• Aufgabe A: Ermittle, in wie vielen Zeilen der Einträge die Zeichenfolge „grey“ vorkommt, wobei Groß- und Kleinschreibung zählt. Gib nur die Zahl an.

::: Ausgewählter Text :::

Emil Steinberger © Niccel Steinberger und Ursula Hersperger

Ab Ende September schnädered Emil Steinberger wieder. Im Interview blickt der gebürtige Luzerner mit einem lachenden Auge auf seine Karriere zurück. Auch aktuelle Themen kommen zur Sprache. Dabei kann sich der Altmeister den ein oder anderen Seitenhieb nicht verkneifen; typisch Emil eben.

Herr Steinberger, welche Geschichte ist im Rückblick die schönste, die das Leben für Sie bisher geschrieben hat?

:::

• Aufgabe B: Nenne alle Personen, die im ausgewählten Text mit Vor- und Nachnamen vorkommen.

::: Material zur Aufgabe :::

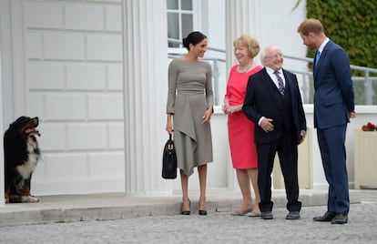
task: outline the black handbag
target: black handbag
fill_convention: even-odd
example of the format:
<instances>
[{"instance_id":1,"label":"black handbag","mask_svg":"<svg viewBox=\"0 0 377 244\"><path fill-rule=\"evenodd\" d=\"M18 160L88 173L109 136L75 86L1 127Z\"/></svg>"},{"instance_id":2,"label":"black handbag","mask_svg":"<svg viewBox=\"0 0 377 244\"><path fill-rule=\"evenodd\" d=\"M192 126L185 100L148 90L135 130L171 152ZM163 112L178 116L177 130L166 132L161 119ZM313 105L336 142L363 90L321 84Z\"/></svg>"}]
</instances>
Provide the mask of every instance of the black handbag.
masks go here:
<instances>
[{"instance_id":1,"label":"black handbag","mask_svg":"<svg viewBox=\"0 0 377 244\"><path fill-rule=\"evenodd\" d=\"M162 154L162 178L177 178L177 155L171 134L168 136L168 140L165 144L164 153Z\"/></svg>"}]
</instances>

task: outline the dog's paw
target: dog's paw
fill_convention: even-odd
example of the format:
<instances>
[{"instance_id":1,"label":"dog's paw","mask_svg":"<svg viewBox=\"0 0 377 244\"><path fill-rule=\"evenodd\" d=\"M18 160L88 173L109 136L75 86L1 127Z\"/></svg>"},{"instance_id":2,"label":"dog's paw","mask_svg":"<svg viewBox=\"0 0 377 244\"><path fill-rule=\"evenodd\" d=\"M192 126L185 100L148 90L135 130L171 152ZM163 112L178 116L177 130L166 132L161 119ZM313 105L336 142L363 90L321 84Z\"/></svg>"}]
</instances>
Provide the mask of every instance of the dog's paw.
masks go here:
<instances>
[{"instance_id":1,"label":"dog's paw","mask_svg":"<svg viewBox=\"0 0 377 244\"><path fill-rule=\"evenodd\" d=\"M38 202L39 198L33 196L22 196L22 202Z\"/></svg>"}]
</instances>

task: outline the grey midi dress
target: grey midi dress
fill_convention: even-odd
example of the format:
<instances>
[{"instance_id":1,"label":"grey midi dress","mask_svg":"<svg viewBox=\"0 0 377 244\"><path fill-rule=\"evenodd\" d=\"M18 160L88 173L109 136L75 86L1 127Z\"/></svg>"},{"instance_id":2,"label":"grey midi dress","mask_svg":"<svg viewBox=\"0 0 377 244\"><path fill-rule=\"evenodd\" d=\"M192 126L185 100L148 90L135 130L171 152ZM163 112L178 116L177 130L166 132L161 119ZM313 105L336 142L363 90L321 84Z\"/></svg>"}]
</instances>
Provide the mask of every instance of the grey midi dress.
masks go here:
<instances>
[{"instance_id":1,"label":"grey midi dress","mask_svg":"<svg viewBox=\"0 0 377 244\"><path fill-rule=\"evenodd\" d=\"M213 161L210 124L202 124L213 106L212 70L209 63L174 59L168 66L167 114L173 114L177 166L187 176Z\"/></svg>"}]
</instances>

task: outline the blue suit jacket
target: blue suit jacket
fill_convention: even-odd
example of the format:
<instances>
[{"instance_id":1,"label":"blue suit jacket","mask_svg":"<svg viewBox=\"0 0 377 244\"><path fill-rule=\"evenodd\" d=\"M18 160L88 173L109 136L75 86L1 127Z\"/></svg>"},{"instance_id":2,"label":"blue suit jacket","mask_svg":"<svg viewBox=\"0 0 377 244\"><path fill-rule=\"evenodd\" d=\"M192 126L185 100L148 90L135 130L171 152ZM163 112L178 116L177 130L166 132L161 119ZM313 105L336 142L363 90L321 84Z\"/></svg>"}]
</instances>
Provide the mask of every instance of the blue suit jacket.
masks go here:
<instances>
[{"instance_id":1,"label":"blue suit jacket","mask_svg":"<svg viewBox=\"0 0 377 244\"><path fill-rule=\"evenodd\" d=\"M305 112L302 107L302 100L300 93L296 75L283 69L285 82L289 83L290 101L292 105L292 115L296 138L299 142L301 130L306 131ZM275 94L278 88L270 77L266 68L249 77L245 101L242 110L245 115L255 123L255 143L269 143L279 139L282 135L282 130L279 129L282 126L281 111ZM272 118L275 130L265 132L258 122L261 117Z\"/></svg>"},{"instance_id":2,"label":"blue suit jacket","mask_svg":"<svg viewBox=\"0 0 377 244\"><path fill-rule=\"evenodd\" d=\"M343 48L330 40L314 66L313 76L314 127L328 128L350 122L354 94L350 59Z\"/></svg>"}]
</instances>

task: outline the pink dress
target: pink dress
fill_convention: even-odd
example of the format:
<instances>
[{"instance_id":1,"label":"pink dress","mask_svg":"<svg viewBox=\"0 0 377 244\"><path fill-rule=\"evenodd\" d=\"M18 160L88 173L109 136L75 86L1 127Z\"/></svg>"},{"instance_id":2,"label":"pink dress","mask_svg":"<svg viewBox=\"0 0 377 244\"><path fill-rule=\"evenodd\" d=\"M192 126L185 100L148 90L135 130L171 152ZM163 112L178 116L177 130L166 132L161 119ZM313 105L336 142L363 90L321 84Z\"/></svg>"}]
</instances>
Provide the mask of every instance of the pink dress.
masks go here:
<instances>
[{"instance_id":1,"label":"pink dress","mask_svg":"<svg viewBox=\"0 0 377 244\"><path fill-rule=\"evenodd\" d=\"M230 69L225 99L230 106L243 104L249 76L261 70L260 66L246 73L237 72L238 65ZM254 143L254 123L239 111L228 115L228 133L233 168L246 169L258 168L257 147Z\"/></svg>"}]
</instances>

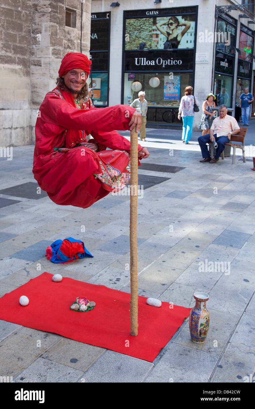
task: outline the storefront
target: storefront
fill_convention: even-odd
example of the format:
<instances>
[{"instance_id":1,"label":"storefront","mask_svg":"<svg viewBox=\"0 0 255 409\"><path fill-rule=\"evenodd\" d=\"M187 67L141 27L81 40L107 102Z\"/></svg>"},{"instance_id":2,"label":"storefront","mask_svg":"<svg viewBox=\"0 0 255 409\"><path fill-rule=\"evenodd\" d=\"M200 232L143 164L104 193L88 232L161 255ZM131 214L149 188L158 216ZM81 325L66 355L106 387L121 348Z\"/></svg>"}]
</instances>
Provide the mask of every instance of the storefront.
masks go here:
<instances>
[{"instance_id":1,"label":"storefront","mask_svg":"<svg viewBox=\"0 0 255 409\"><path fill-rule=\"evenodd\" d=\"M108 105L110 16L108 12L91 14L90 53L92 65L88 83L89 90L92 75L94 105L98 107ZM91 90L89 95L91 98Z\"/></svg>"},{"instance_id":2,"label":"storefront","mask_svg":"<svg viewBox=\"0 0 255 409\"><path fill-rule=\"evenodd\" d=\"M194 87L198 6L124 11L122 101L144 91L147 123L182 125L181 99Z\"/></svg>"},{"instance_id":3,"label":"storefront","mask_svg":"<svg viewBox=\"0 0 255 409\"><path fill-rule=\"evenodd\" d=\"M237 25L237 20L227 14L221 15L217 20L217 33L227 33L228 36L221 38L219 34L217 38L213 93L217 97L217 105L224 104L231 108L233 104Z\"/></svg>"},{"instance_id":4,"label":"storefront","mask_svg":"<svg viewBox=\"0 0 255 409\"><path fill-rule=\"evenodd\" d=\"M254 45L254 31L242 24L241 25L239 49L241 55L239 55L236 97L236 106L239 106L239 98L248 88L249 92L253 93L251 89L252 75L252 58L251 55ZM254 103L253 103L252 111L254 112Z\"/></svg>"}]
</instances>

:::

• Lösungsweg A: 5

• Lösungsweg B: Emil Steinberger, Niccel Steinberger, Ursula Hersperger